**Aim of the task:** Format the items as a JSON list of strings, one string per line with blank lines omitted, starting at the beginning of the items and stopping after the line that contains "[567,141,669,161]". Leave the pictures out.

**Available data:**
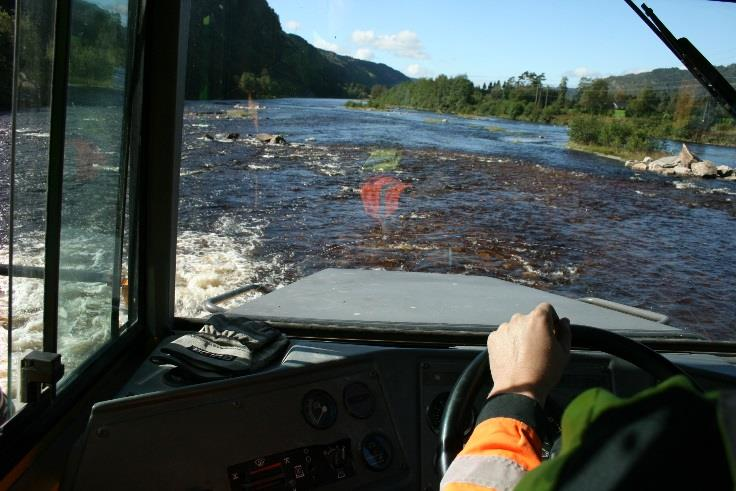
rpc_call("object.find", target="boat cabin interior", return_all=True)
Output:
[0,0,736,491]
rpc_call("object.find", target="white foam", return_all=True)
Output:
[175,216,288,317]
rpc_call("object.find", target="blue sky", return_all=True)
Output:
[268,0,736,86]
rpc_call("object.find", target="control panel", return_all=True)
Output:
[75,358,411,491]
[227,438,355,491]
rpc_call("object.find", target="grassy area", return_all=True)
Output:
[567,141,669,161]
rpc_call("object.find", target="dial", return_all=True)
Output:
[342,382,376,419]
[360,433,393,471]
[302,389,337,430]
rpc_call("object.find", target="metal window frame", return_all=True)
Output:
[0,0,190,476]
[43,0,72,353]
[138,0,190,338]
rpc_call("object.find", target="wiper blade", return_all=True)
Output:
[624,0,736,119]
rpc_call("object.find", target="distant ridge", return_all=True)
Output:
[604,63,736,95]
[186,0,409,99]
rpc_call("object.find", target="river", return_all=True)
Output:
[0,99,736,384]
[177,99,736,339]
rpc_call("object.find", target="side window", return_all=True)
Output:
[5,0,135,418]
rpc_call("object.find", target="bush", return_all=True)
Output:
[569,116,657,151]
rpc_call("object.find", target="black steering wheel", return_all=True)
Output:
[437,324,698,476]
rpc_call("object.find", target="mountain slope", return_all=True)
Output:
[186,0,408,99]
[605,63,736,95]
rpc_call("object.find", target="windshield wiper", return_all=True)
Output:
[624,0,736,118]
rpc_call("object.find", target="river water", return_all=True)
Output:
[177,99,736,339]
[0,99,736,392]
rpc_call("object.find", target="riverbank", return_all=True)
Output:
[567,142,669,162]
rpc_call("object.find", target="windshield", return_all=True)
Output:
[176,0,736,340]
[0,0,736,400]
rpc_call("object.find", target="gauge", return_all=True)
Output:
[302,389,337,430]
[427,392,475,436]
[342,382,376,419]
[360,433,393,471]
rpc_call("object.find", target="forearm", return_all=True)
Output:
[441,394,544,491]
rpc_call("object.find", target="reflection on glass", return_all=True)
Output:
[58,1,128,374]
[6,0,54,399]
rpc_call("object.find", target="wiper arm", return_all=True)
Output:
[624,0,736,119]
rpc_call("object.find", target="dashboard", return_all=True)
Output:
[68,340,732,491]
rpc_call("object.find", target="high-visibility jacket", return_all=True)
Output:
[441,376,736,491]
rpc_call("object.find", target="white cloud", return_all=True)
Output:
[353,48,373,60]
[312,33,340,53]
[563,66,601,78]
[353,31,376,45]
[404,63,430,78]
[352,30,429,60]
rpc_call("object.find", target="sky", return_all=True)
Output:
[268,0,736,86]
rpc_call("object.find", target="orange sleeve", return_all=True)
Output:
[440,399,542,491]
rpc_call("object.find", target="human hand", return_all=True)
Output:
[487,303,571,406]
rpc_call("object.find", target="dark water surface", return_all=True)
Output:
[0,99,736,339]
[177,99,736,339]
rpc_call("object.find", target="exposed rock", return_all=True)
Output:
[716,165,734,177]
[670,165,693,177]
[678,143,701,168]
[652,155,680,169]
[256,133,286,144]
[683,160,718,177]
[631,162,648,172]
[647,161,664,174]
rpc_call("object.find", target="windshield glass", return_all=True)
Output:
[171,0,736,340]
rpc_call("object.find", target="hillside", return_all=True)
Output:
[186,0,408,99]
[604,63,736,97]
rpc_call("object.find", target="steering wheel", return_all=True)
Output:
[437,324,702,476]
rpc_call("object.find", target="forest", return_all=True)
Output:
[360,68,736,155]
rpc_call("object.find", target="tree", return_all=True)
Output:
[579,78,611,114]
[629,86,661,117]
[371,84,386,99]
[557,77,567,107]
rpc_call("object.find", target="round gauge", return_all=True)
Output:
[427,392,475,436]
[302,389,337,430]
[360,433,393,471]
[342,382,376,419]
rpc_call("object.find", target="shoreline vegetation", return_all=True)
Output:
[346,72,736,160]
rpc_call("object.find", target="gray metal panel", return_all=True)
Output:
[231,269,681,333]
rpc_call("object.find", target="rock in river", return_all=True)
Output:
[256,133,286,144]
[678,143,701,168]
[631,162,648,172]
[650,155,680,169]
[683,161,718,177]
[671,165,693,177]
[716,165,733,177]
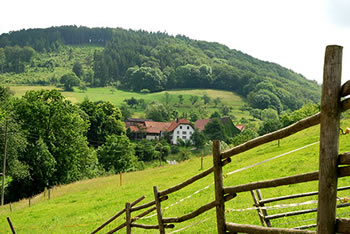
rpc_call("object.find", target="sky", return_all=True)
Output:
[0,0,350,84]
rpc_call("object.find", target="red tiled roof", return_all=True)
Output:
[126,126,140,132]
[168,119,191,132]
[194,119,210,132]
[235,124,245,132]
[145,121,171,133]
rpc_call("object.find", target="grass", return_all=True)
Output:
[0,113,350,233]
[0,45,103,85]
[6,86,260,123]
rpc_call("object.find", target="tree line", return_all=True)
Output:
[0,26,320,113]
[91,28,320,113]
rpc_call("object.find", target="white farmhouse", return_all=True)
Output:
[168,119,194,145]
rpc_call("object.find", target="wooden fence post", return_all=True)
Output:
[119,172,123,186]
[7,217,16,234]
[256,189,272,227]
[125,202,131,234]
[213,140,226,234]
[153,186,165,234]
[201,154,203,170]
[317,45,343,234]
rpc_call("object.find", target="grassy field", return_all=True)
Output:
[10,86,254,123]
[0,113,350,233]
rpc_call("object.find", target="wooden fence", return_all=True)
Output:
[92,46,350,234]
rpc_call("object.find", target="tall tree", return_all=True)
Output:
[97,135,140,173]
[79,99,125,147]
[72,61,84,78]
[9,90,94,199]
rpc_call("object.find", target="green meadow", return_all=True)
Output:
[10,86,254,123]
[0,115,350,233]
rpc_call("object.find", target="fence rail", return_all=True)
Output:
[92,46,350,234]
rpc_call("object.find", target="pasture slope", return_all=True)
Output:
[0,117,350,233]
[10,86,254,123]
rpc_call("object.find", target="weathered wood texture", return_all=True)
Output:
[131,196,168,212]
[336,218,350,233]
[266,203,350,219]
[340,80,350,97]
[213,140,226,234]
[107,222,126,234]
[340,98,350,112]
[131,206,157,222]
[226,223,316,234]
[91,195,145,234]
[250,190,265,226]
[104,207,159,233]
[130,195,146,207]
[221,113,321,159]
[338,152,350,165]
[256,189,272,227]
[159,156,231,196]
[153,186,165,234]
[224,166,350,194]
[293,223,317,229]
[163,194,237,223]
[131,223,175,229]
[125,202,131,234]
[259,186,350,204]
[317,45,343,234]
[7,217,16,234]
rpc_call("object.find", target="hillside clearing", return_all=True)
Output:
[0,113,350,233]
[6,86,254,123]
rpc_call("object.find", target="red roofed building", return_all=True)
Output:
[125,119,194,144]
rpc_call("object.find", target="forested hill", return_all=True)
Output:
[0,26,320,113]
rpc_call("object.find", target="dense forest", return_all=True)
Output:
[0,26,320,113]
[0,26,320,202]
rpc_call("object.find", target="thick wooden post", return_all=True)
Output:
[1,118,8,206]
[153,186,165,234]
[317,45,343,234]
[250,190,265,227]
[125,202,131,234]
[7,217,16,234]
[201,153,203,170]
[213,140,226,234]
[119,172,123,186]
[256,189,272,227]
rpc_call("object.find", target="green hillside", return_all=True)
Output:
[6,86,260,123]
[0,26,320,113]
[0,114,350,233]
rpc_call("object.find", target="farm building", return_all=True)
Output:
[125,119,194,144]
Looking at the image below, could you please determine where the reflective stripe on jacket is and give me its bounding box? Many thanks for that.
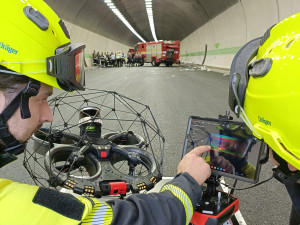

**Exercise output:**
[
  "rpc_call(\"object.find\", target=\"boat cabin interior\", return_all=True)",
  "Output:",
  "[0,0,736,491]",
  "rpc_call(\"object.find\", target=\"white foam\", return_all=True)",
  "Output:",
  "[175,216,288,317]",
  "rpc_call(\"object.find\", target=\"blue sky\", return_all=True)",
  "Output:",
  "[268,0,736,86]",
  "rpc_call(\"object.find\", target=\"control panel\", return_all=True)",
  "Output:",
  "[75,358,411,491]",
  "[227,438,355,491]",
  "rpc_call(\"object.find\", target=\"grassy area\", return_all=True)",
  "Output:",
  "[567,141,669,161]"
]